======== SOURCE RECORDS ========

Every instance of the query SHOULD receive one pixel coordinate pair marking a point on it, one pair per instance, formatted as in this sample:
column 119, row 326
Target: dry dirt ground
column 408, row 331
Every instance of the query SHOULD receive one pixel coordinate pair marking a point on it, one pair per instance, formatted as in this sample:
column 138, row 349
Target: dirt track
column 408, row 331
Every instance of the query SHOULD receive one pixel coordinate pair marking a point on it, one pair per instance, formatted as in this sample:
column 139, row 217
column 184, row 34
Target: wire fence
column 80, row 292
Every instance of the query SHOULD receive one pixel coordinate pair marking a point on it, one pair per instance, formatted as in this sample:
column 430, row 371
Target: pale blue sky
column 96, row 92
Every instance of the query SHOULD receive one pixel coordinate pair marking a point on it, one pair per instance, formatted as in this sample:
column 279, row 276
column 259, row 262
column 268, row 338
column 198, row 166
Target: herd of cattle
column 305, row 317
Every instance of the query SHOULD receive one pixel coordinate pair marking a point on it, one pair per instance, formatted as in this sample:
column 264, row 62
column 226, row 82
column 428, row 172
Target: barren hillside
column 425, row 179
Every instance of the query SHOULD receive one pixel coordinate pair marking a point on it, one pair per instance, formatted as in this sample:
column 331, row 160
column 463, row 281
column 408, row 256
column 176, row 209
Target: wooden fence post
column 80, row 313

========

# REQUIRED ACTION
An exact repeat of the whole listing above is needed; write it out now.

# REPLY TO THE TASK
Every instance of the query SHOULD receive one pixel coordinate pair marking a point on it, one pair per instance, formatted as in this sample:
column 119, row 326
Target: dry dirt ground
column 408, row 331
Every instance of the query SHOULD receive one pixel coordinate pair marking a point on it, one pair per instance, formatted as in this sample:
column 138, row 349
Target: dirt track
column 408, row 331
Every instance of the query SHOULD receive one pixel coordinate pair marking a point on it, one pair per instance, formatted as in this sample:
column 139, row 217
column 184, row 34
Target: wire fence
column 80, row 292
Every instance of the query SHOULD receive one pixel coordinate pair marking a point on it, one pair per instance, formatted as in this sample:
column 430, row 371
Target: pale blue sky
column 96, row 92
Every instance of the query SHOULD receive one pixel coordinate pair marking a point on it, one pair per instance, formatted as in this sample:
column 279, row 276
column 259, row 262
column 268, row 338
column 198, row 166
Target: herd of cattle
column 305, row 317
Every instance of the query SHOULD receive one pixel coordinate pair marking a point on it, one pair per instance, formatted as in this sample:
column 264, row 62
column 226, row 82
column 428, row 172
Target: barren hillside
column 425, row 179
Every instance of the query SHOULD receive one pixel coordinate pair marking a point on it, one pair per instance, formatted as in this sample:
column 331, row 160
column 463, row 281
column 408, row 256
column 176, row 209
Target: wooden fence post
column 80, row 313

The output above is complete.